_PROBLEM STATEMENT_
Exactly repeat the full listing that follows.

_SOURCE MATERIAL_

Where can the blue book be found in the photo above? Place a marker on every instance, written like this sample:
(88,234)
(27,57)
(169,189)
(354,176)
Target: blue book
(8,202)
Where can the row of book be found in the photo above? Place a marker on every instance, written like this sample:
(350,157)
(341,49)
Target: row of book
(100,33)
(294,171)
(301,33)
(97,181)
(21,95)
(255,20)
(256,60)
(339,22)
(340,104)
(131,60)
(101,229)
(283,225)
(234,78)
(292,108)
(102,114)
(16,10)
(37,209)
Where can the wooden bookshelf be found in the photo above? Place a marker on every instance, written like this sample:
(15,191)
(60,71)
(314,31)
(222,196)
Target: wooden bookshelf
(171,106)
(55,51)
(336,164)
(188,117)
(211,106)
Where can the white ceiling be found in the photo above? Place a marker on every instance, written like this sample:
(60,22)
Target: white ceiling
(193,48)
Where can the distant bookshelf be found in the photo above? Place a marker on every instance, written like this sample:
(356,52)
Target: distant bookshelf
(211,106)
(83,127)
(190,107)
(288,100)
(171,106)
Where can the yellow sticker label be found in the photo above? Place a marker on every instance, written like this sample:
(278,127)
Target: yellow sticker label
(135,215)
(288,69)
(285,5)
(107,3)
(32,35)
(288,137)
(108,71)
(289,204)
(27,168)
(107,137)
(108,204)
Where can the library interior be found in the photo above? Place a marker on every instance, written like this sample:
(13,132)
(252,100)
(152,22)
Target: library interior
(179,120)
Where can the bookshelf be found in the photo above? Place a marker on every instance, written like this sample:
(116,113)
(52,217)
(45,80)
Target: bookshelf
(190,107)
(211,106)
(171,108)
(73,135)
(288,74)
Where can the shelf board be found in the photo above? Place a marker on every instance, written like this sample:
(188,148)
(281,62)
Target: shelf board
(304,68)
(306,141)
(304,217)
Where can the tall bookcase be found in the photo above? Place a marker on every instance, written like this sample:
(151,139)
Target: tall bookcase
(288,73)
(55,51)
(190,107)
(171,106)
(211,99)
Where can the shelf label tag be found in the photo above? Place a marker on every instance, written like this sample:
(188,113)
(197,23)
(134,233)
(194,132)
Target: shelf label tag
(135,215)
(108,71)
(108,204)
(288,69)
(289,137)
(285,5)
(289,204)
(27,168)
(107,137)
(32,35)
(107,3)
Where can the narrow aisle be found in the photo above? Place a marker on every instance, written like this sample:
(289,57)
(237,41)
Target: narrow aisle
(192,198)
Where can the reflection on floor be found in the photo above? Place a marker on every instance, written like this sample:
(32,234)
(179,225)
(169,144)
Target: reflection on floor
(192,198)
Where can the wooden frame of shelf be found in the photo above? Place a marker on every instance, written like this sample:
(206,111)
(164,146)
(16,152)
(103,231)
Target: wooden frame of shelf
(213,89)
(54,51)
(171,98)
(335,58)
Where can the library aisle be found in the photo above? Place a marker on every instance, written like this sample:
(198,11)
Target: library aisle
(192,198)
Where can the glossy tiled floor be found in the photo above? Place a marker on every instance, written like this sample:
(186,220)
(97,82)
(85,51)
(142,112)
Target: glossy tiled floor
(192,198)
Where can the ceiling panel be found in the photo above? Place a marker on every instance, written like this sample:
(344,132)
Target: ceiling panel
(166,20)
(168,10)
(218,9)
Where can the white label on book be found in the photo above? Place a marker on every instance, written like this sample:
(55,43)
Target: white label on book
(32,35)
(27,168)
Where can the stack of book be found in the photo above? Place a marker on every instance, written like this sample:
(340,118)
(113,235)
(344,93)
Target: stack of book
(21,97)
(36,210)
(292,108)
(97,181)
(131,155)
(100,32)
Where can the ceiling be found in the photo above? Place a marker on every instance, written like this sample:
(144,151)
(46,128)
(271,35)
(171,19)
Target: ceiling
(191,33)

_YOUR RESPONSE_
Where can the blue book be found in the photo above? Place a marker on every instance, written like this sample:
(88,234)
(27,57)
(169,189)
(354,176)
Target: blue book
(8,202)
Where can the row of book be found in the photo above? Place a marker on every instance, written like this sample:
(350,157)
(341,49)
Target: row of book
(100,33)
(294,171)
(301,33)
(97,181)
(21,95)
(255,20)
(256,60)
(339,22)
(340,104)
(131,60)
(101,229)
(283,225)
(234,78)
(292,108)
(102,114)
(16,10)
(37,209)
Where can the wooden bookshelf be found in the photo above? Place a marker on every instance, written like this sample:
(15,191)
(60,71)
(314,31)
(222,196)
Target: wooden bookshelf
(171,106)
(55,51)
(336,164)
(188,117)
(211,106)
Where can the white ceiling be found in the photo above? Place a marker on every instance, written like this sample:
(60,22)
Target: white ceiling
(193,48)
Where can the distant bookshelf be found in the photo above? Place a marker on every instance, written like this sample:
(356,52)
Target: distant bookshelf
(211,106)
(83,127)
(190,107)
(288,100)
(171,106)
Where can the yellow sticker label be found in the photo above? Place a marker on every instance, written like this sample:
(278,127)
Target: yellow sticker label
(135,215)
(288,69)
(285,5)
(107,3)
(32,35)
(288,137)
(108,71)
(289,204)
(27,168)
(107,137)
(108,204)
Where can the library interior be found in the photo above? Place a marker on every instance, written like this sample:
(13,132)
(252,100)
(152,22)
Target: library interior
(179,120)
Where can the bookshelf be found in the photo above? Place a marker on every instance, written like this sample:
(116,113)
(52,217)
(45,80)
Target: bookshelf
(190,107)
(211,106)
(171,108)
(73,135)
(288,74)
Where can the shelf board be found in the photo above? Place a marker on every instance, written like this sample:
(188,148)
(281,62)
Target: shelf board
(304,68)
(306,141)
(304,217)
Where can the tall bookcase be found in the photo above? Place a marker on every instance, written like this sample:
(151,139)
Target: tall bookcase
(288,73)
(55,51)
(190,107)
(171,106)
(211,99)
Where can the shelf label tag be found in the photo above? Place a marker on every instance, written like this sample:
(188,113)
(197,23)
(134,233)
(194,132)
Target: shelf label tag
(135,215)
(108,71)
(108,204)
(288,69)
(289,137)
(285,5)
(289,204)
(27,168)
(107,137)
(32,35)
(107,3)
Where can the narrow aisle be found in the photo above? Place a marker on every instance, written like this sample:
(289,57)
(237,41)
Target: narrow aisle
(192,198)
Where can the reflection on floor be found in the photo above? Place a marker on every instance, written like this sample:
(32,234)
(179,225)
(169,144)
Target: reflection on floor
(192,198)
Where can the wooden frame of shelf be found in the photo above? Place a marker on every instance, written like this sample:
(206,111)
(164,146)
(16,152)
(103,231)
Target: wooden frame of shelf
(213,89)
(54,51)
(171,98)
(335,58)
Where can the library aisle be found in the photo above? Place a marker on every instance, written like this sample:
(198,11)
Target: library aisle
(192,198)
Where can the glossy tiled floor be found in the photo above? Place a marker on every instance, written like this sample:
(186,220)
(97,82)
(85,51)
(142,112)
Target: glossy tiled floor
(192,198)
Where can the ceiling panel be found in the photo above? Place a marker on every instance, written like this sample:
(344,132)
Target: ceiling panel
(166,20)
(168,10)
(218,9)
Where can the white label on book be found in the photo above? Place a marker on every instance, written like this sample:
(55,43)
Target: white label on book
(32,35)
(27,168)
Where can the stack of book be found in the photo above? Place a marker on every instance, written like this sample:
(340,118)
(113,235)
(344,93)
Target: stack of book
(21,97)
(36,210)
(292,108)
(97,181)
(131,155)
(100,32)
Where can the ceiling be found in the photo above? Place a marker on every instance, written like this sample:
(144,151)
(46,128)
(271,35)
(171,19)
Target: ceiling
(191,33)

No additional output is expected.